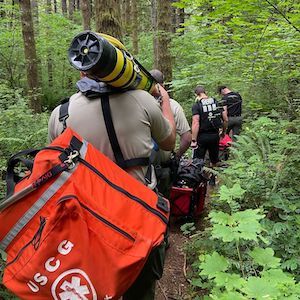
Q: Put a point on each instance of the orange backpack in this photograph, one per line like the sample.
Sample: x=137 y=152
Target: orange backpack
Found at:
x=77 y=226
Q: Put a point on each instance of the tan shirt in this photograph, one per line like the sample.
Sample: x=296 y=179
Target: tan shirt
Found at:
x=136 y=116
x=181 y=123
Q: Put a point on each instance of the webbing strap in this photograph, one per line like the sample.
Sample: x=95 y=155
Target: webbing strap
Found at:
x=44 y=198
x=11 y=177
x=64 y=114
x=120 y=161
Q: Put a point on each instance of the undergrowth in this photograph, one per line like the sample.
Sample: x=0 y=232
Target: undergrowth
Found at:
x=250 y=250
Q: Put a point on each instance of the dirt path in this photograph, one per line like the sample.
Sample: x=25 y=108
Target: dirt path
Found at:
x=174 y=285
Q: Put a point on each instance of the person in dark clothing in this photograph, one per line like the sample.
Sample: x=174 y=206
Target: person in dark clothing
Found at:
x=233 y=102
x=208 y=123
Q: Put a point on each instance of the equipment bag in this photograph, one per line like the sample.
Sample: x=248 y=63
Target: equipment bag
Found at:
x=188 y=202
x=76 y=226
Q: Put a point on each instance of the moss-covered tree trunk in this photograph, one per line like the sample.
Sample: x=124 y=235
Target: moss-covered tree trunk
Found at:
x=86 y=14
x=164 y=59
x=154 y=31
x=30 y=55
x=49 y=54
x=64 y=7
x=134 y=27
x=71 y=8
x=107 y=15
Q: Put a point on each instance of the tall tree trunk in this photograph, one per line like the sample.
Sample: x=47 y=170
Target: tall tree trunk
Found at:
x=154 y=31
x=134 y=27
x=180 y=19
x=30 y=55
x=55 y=6
x=92 y=6
x=86 y=14
x=49 y=58
x=164 y=59
x=2 y=12
x=35 y=14
x=107 y=14
x=64 y=7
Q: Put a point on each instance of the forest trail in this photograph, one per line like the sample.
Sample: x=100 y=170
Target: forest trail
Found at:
x=174 y=284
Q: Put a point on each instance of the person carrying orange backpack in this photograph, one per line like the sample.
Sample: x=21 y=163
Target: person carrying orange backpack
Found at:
x=135 y=117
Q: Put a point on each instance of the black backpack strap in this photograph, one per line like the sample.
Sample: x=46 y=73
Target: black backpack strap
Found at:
x=120 y=161
x=12 y=178
x=64 y=113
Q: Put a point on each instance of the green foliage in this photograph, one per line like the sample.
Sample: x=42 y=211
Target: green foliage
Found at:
x=188 y=228
x=247 y=45
x=19 y=128
x=251 y=249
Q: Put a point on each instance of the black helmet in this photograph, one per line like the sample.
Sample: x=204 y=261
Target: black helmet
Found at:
x=190 y=173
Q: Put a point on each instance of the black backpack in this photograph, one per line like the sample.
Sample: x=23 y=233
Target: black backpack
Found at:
x=213 y=112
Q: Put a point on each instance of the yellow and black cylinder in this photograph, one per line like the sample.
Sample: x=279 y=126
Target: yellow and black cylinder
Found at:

++++++

▸ ACTION ITEM:
Would you set down the records exactly, with no pictures included?

▸ PROBLEM SOLUTION:
Q: Put a point on each instance of the orange backpack in this photograph, one per line like the sample.
Sample: x=137 y=152
Target: orange backpack
Found at:
x=77 y=226
Q: Put a point on each instance of the tan shirt in this photograph, one per line like the sample.
Sample: x=296 y=179
Target: tan shirt
Found at:
x=136 y=116
x=181 y=123
Q: Put a point on each instance of the webbing strap in this photograph, one per line like the sample.
Sample: x=95 y=155
Target: webbing strap
Found at:
x=44 y=198
x=11 y=177
x=64 y=114
x=120 y=161
Q: Put a point on each instance of the undergrowth in this photograph, one per line like the sample.
Sample: x=0 y=232
Target: undergrowth
Found at:
x=250 y=250
Q: Put a point on each instance of the dirt path in this photograph, one per line like the sample.
Sample: x=25 y=108
Target: dirt path
Found at:
x=174 y=285
Q: Put a point on each instance of the person in dark clothing in this photograph, one per line like the sample.
Sample: x=174 y=206
Target: person in dark clothing
Found at:
x=233 y=102
x=208 y=123
Q: Put a point on each instance of the equipment bag in this photograph, one per line like the sample.
Sample: x=248 y=63
Target: equipment bag
Found at:
x=188 y=202
x=76 y=226
Q: Put a point on each instance of the moss-covered tree trunk in this photograph, one per line like the sample.
Sample: x=124 y=235
Target: moss-covered tree trunk
Found at:
x=86 y=14
x=164 y=59
x=154 y=31
x=30 y=55
x=49 y=54
x=64 y=7
x=134 y=27
x=71 y=8
x=107 y=15
Q: Put a point on each instance of the tall tree trunk in this photograph, one per line like the sample.
Sample: x=47 y=170
Target: tall tree trunk
Found at:
x=154 y=31
x=134 y=27
x=180 y=19
x=30 y=55
x=55 y=6
x=92 y=6
x=86 y=14
x=49 y=58
x=164 y=59
x=2 y=12
x=35 y=14
x=107 y=14
x=64 y=7
Q: Put a point on each instance of the forest trail in this photograph, one per line like the sample.
Sample: x=100 y=170
Target: forest trail
Found at:
x=174 y=284
Q: Put a point on each instance of the person carrying orange backpack in this photograph, one per line like the sample.
Sample: x=21 y=163
Target: person carrying orange backpack
Found at:
x=135 y=117
Q: Put a point on each instance of the black backpack strap in this photograph, one per line like the sample.
Sample: x=46 y=73
Target: black backpack strap
Found at:
x=120 y=161
x=12 y=178
x=64 y=113
Q: Put a point on each instance of the green foliage in this photograph, one per line like the sample.
Sample: x=42 y=211
Target: green foliage
Found at:
x=188 y=228
x=247 y=45
x=19 y=128
x=251 y=249
Q: Put a point on each instance of the black helmet in this photograph, one per line like the sample.
Sample: x=204 y=261
Target: black helmet
Found at:
x=190 y=173
Q: Put a point on each instance of the black backpack in this photograph, one per line like the sample.
Sample: x=23 y=233
Target: black backpack
Found at:
x=213 y=112
Q: Put a point on each instance of the yellow and black cylinder in this photograph, one per line like the sample.
Sample: x=279 y=126
Target: yellow and black cylinder
Found at:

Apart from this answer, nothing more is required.